▸ BRIEF: Give back the data below exactly as it was given.

▸ AVAILABLE DATA:
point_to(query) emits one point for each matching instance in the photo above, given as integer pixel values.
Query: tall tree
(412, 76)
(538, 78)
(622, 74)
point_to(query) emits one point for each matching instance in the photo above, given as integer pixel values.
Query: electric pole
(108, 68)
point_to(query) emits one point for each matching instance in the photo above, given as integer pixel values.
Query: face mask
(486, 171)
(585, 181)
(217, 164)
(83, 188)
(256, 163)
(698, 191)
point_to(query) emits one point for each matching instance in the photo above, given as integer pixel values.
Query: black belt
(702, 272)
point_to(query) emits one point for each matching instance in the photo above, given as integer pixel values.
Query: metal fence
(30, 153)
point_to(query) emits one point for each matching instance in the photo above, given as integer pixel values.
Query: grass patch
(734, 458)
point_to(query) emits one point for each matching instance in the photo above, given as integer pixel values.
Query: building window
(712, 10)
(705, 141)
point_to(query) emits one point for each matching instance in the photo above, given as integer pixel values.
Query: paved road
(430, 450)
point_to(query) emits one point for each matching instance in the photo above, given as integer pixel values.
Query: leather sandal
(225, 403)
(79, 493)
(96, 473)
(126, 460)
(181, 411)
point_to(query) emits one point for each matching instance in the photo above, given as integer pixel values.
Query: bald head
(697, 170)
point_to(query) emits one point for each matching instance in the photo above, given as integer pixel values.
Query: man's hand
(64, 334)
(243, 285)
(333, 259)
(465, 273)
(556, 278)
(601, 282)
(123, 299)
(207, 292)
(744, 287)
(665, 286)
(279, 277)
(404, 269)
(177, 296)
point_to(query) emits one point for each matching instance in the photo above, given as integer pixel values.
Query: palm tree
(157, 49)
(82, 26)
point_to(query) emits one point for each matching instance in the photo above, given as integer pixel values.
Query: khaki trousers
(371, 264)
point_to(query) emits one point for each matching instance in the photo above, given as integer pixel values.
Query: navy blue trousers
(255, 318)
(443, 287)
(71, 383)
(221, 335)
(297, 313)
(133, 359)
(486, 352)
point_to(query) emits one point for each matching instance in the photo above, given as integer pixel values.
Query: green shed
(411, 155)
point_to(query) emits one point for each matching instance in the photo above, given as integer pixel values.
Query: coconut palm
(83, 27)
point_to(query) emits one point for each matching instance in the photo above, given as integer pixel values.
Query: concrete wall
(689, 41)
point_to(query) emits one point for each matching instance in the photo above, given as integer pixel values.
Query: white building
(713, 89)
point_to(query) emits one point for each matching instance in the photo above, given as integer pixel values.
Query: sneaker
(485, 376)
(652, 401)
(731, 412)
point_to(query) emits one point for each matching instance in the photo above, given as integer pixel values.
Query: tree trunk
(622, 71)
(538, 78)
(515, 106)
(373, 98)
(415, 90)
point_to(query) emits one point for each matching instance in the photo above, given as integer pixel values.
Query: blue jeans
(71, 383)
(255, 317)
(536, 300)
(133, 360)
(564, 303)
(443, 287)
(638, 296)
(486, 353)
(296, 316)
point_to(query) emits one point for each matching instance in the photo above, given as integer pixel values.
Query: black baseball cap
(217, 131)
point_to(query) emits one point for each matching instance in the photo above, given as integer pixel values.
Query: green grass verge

▸ WRITTEN RESPONSE:
point_to(query) emits one point for each matching instance in the photo above, given as integer pixel values.
Query: tall tree
(412, 76)
(538, 78)
(622, 74)
point_to(query) emits one point for each matching instance in the photo above, given as integer pixel values.
Query: electric pole
(108, 68)
point_to(query) emits one point for each matching instance in the photo above, given as integer pixel values.
Query: face mask
(486, 171)
(585, 181)
(217, 164)
(83, 188)
(256, 163)
(698, 191)
point_to(query) emits one point for each matching instance in the photo above, given as integer pixel values.
Query: black belt
(702, 272)
point_to(query) emits one point for each matching instance in the photo above, given as integer pixel values.
Query: metal fence
(30, 153)
point_to(query) emits one point for each matching instance in the photo above, given as integer pixel values.
Query: grass patch
(734, 458)
point_to(query) emits one point for each matching instance in the photo above, given as integer pixel values.
Query: building window
(712, 10)
(705, 141)
point_to(query) emits one point for each matching instance in the photo above, given as integer pixel values.
Query: paved road
(430, 450)
point_to(query) emits one point for each matching instance in the photo above, given as integer pixel values.
Query: leather sandal
(225, 403)
(79, 493)
(96, 473)
(126, 460)
(181, 411)
point_to(query) emits one point for each matching instance in the photo above, given as integer pixel values.
Query: bald head
(697, 170)
point_to(query) emits one point for each matching instance in the photo above, given as integer pixel values.
Query: man's hand
(64, 334)
(243, 285)
(333, 259)
(465, 273)
(556, 278)
(601, 282)
(123, 299)
(207, 292)
(744, 287)
(665, 286)
(279, 277)
(404, 269)
(177, 296)
point_to(query) emits one point for each matching instance in the photo above, given as integer pixel values.
Query: palm tree
(157, 49)
(82, 26)
point_to(query) emits one point for each matching instance in the photo above, given as integer pixel values.
Query: khaki trousers
(371, 264)
point_to(query) emits one point for each matching instance in the photo above, given as integer pixel values.
Query: navy blue trousers
(255, 318)
(443, 287)
(71, 383)
(221, 335)
(297, 313)
(133, 359)
(486, 352)
point_to(query) emits one point for each matching instance in the photo above, given as integer pixel values.
Query: green shed
(411, 155)
point_to(query) emits one point for each matching instance in the photo above, given as integer pixel values.
Query: coconut palm
(83, 27)
point_to(query) emits one point for each matching instance in the photo above, given as integer pixel values.
Query: concrete wall
(689, 41)
point_to(query) emits one point for each matching instance in the photo above, given as integer pixel values.
Query: white building
(713, 89)
point_to(query) emits one point for each matching instance in the photo above, given as integer pixel values.
Query: sneaker
(485, 376)
(652, 401)
(731, 412)
point_to(query) emits one point for each matching instance in the photo above, given as integer pixel values.
Query: tree trunk
(622, 71)
(538, 78)
(515, 106)
(373, 98)
(415, 90)
point_to(query) emits one point for each matching instance in the photo above, given as integer pixel values.
Query: blue jeans
(71, 383)
(255, 317)
(536, 300)
(133, 360)
(564, 303)
(443, 287)
(638, 296)
(486, 353)
(296, 316)
point_to(query) emits one point for each matching instance in the photo above, given as integer pixel values.
Query: black baseball cap
(217, 131)
point_to(query) emits one point for each matching instance in the photo above, given as integer pixel values.
Query: green grass verge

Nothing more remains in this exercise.